Text
KRITIS – das ist die Abkürzung für Kritische Infrastruktur. Gemeint sind damit etwa Strom-, Wasser- und medizinische Versorgung - all das, was wirklich wichtig ist. Wenn Kritische Infrastruktur jedoch ins Visier von Hackern gerät, können Risiken für die Versorgungssicherheit entstehen.

Das Bundeskabinett hat nun ein KRITIS-Dachgesetz beschlossen, womit der Schutz verbessert werden soll. Es hat vor allem große Versorgungsunternehmen im Auge. Aber auch für den Windpark oder die Solaranlage gilt Cybergefahr.

Risiken eines Strom-Blackouts durch Cyberangriffe

Frühjahr 2022: Bei rund 6.000 Windkraftanlagen in Deutschland kommt es zu einem Internetausfall, nachdem russische Hacker einen Satelliten lahmgelegt hatten. Noch im gleichen Jahr melden Nordex und die Deutsche Windtechnik AG weitere Cyber-Vorfälle. Bei diesen Meldungen steht eine Frage im Vordergrund: Was kann man überhaupt mit Windrad-Daten anfangen?

Eine ganze Menge, warnt Hannes Federrath, Professor für Informatik an der Universität Hamburg: "Wenn ich beispielsweise solche Anlagen stören kann, oder gar vom Netz nehmen kann, dann kann ich damit die Versorgungssicherheit beeinträchtigen."

Ein Versorgungszusammenbruch, ein sogenannter „Blackout" ist ein großflächiger, plötzlicher und unkontrollierter Stromausfall bei dem ganze Regionen oder Länder betroffen sein könnten. Durch Wind- und Solarparks könnte ein solches Szenario inzwischen schnell real werden.

Mehrere Häuser einer Großstadt die durch ein Netz an Datenpunkten verbunden sind. Etwa so sind erneuerbare Energien untereinander im Smart Grid verbunden. So wird eine effiziente Versorgung mit Strom sichergestellt.
In einem intelligenten Stromnetz - auch Smart Grid genannt - stehen verschiedenste Stromquellen und -verbraucher miteinander in Verbindung. So kann der Stromfluss zwischen erneuerbaren Energien präzise angepasst und gesteuert werden.

Effiziente Nutzung erneuerbarer Energien durch smarte Kommunikation

Hinter den Erneuerbaren Energien und der Energiewende steht ein intelligentes Stromnetz, über welches Stromerzeuger, Verbraucher und Netzbetreiber vernetzt sind. Ein "Smart Grid" - so nennt sich das intelligente Stromnetz - nutzt digitale Kommunikationstechnologien, um Erzeugung, Verteilung und Verbrauch von Strom maßgeschneidert aufeinander abzustimmen.

Hannes Federrath erklärt das an einem praktischen Beispiel: "Muss ich tatsächlich jetzt mein Auto aufladen an meiner Steckdose oder könnt ich das auch in zwei Stunden tun, weil anderswo der Strom einfach wichtiger ist, dass er jetzt verbraucht wird?" Ein Smart Grid kann in dieser Weise automatisch auf Veränderungen im Netz reagieren und den Stromfluss präzise anpassen und steuern. So kann die Energie effizienter genutzt werden.

Benötigte Angaben
Geben Sie aus dem Text alles von „Hinter den Erneuerbaren“ bis hinunter zu „maßgeschneidert aufeinander abzustimmen.“ wortgetreu wieder. Arbeiten Sie ausschließlich mit dem Text.

Gesammelte Dateneinträge
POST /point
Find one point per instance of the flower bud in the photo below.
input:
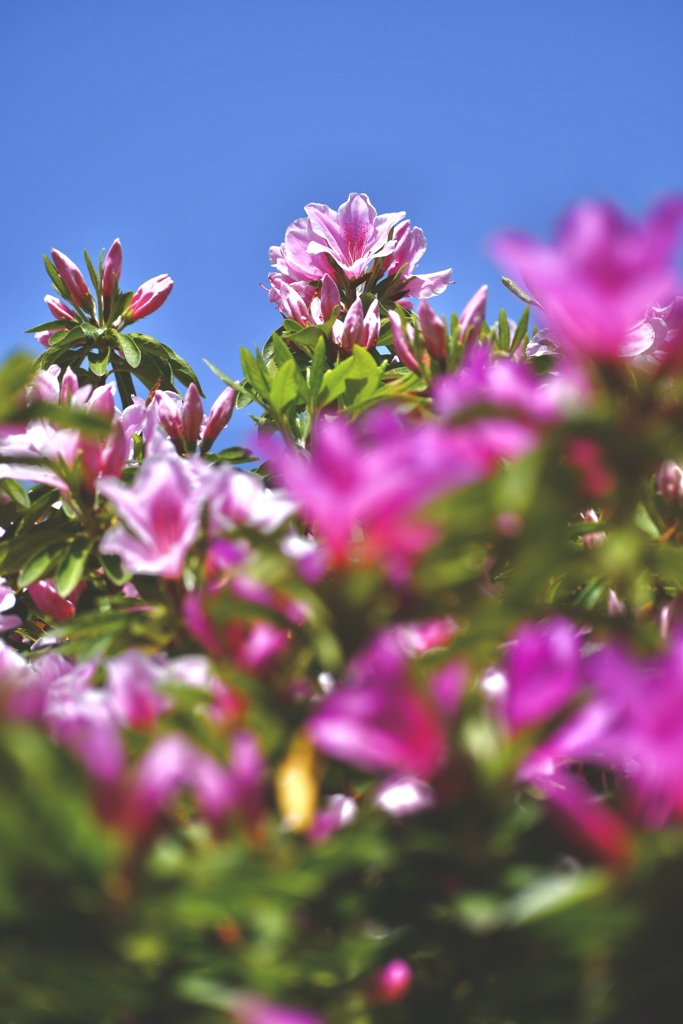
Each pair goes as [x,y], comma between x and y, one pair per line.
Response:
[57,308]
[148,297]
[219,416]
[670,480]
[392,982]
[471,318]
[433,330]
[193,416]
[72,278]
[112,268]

==

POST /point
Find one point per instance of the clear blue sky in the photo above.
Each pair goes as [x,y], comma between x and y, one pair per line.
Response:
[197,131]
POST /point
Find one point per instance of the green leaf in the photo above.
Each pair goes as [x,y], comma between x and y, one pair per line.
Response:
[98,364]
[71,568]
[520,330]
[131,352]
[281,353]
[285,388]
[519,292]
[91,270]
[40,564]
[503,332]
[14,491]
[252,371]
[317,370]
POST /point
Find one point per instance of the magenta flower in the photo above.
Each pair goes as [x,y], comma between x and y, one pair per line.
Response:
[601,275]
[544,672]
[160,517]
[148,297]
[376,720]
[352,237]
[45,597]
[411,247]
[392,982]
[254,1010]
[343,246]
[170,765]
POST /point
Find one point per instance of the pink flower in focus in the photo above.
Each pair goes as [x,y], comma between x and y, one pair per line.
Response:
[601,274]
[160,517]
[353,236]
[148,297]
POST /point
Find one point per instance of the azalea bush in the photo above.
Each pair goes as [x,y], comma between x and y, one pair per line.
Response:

==

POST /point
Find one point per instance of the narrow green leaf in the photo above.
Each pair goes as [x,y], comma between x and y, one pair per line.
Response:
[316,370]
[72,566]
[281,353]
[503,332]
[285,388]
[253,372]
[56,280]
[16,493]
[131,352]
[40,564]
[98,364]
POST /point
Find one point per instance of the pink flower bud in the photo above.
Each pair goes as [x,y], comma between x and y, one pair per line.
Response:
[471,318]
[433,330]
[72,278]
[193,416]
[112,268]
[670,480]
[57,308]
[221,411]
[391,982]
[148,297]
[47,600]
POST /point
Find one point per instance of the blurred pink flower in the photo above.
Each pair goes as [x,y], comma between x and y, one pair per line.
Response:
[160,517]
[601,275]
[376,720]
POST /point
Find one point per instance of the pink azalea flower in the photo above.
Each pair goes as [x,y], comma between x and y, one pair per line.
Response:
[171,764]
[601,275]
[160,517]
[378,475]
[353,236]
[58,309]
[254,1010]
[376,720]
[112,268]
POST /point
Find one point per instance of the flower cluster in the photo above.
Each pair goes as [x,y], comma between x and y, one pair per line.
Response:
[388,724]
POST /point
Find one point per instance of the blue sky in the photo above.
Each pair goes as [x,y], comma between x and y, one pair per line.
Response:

Ergebnis der Übung
Hinter den Erneuerbaren Energien und der Energiewende steht ein intelligentes Stromnetz, über welches Stromerzeuger, Verbraucher und Netzbetreiber vernetzt sind. Ein "Smart Grid" - so nennt sich das intelligente Stromnetz - nutzt digitale Kommunikationstechnologien, um Erzeugung, Verteilung und Verbrauch von Strom maßgeschneidert aufeinander abzustimmen.